_TESTO DI PARTENZA:_

Dalla stabile maggioranza al furto di voti
Breve cronologia della vita politica del Partito socialista serbo
Alle prime elezioni pluripartitiche del 1990 l’SPS conquista una convincente maggioranza e ottiene 194 seggi dei totali 250; solo due anni più tardi questo partito ottiene un quinto di voti in meno, mentre il numero dei seggi scende a 101. La prima volta in cui l’SPS non è in grado di formare un governo forte e stabile, ma nel marzo 1993 forma un governo di minoranza, che viene appoggiato dal Partito radicale serbo di Vojislav Šešelj. La crisi del governo di minoranza segue sette mesi dopo la sua formazione, dopo di che vengono indette nuove elezioni. Alle elezioni anticipate del 1993 l’SPS rimedia di nuovo la propria posizione politica ottenendo 123 seggi, ma non riesce ad ottenere la maggioranza relativa in parlamento, la quale viene comunque assicurata dalla coalizione post elettorale con la Nuova democrazia (gli attuali Liberali della Serbia). Alle elezioni parlamentari del 1997 questa coalizione si rinforza con un altro partner: la Sinistra jugoslava (JUL). Il blocco SPS-ND-JUL ottiene 110 seggi, sufficienti per formare un governo stabile.

_VOCI:_

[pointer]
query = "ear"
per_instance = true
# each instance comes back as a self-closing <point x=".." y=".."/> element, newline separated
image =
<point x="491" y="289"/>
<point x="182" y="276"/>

_ISTRUZIONI:_
1. Rispondi a queste domande sul testo dedicato al Partito socialista serbo:
(a) Quanti seggi conquista l’SPS alle elezioni del 1990?
(b) Quale partito appoggia il governo di minoranza formato nel marzo 1993?
(c) Quanti seggi ottiene il blocco SPS-ND-JUL alle elezioni parlamentari del 1997?
2. Nelle voci, metti "nose" al posto di "ear" e riscrivi tutte le voci lasciando invariato il resto.

_ELENCO RISPOSTE:_
1.
(a) 194 seggi sui 250 totali.
(b) Il Partito radicale serbo di Vojislav Šešelj.
(c) 110 seggi.

2.
[pointer]
query = "nose"
per_instance = true
# each instance comes back as a self-closing <point x=".." y=".."/> element, newline separated
image =
<point x="491" y="289"/>
<point x="182" y="276"/>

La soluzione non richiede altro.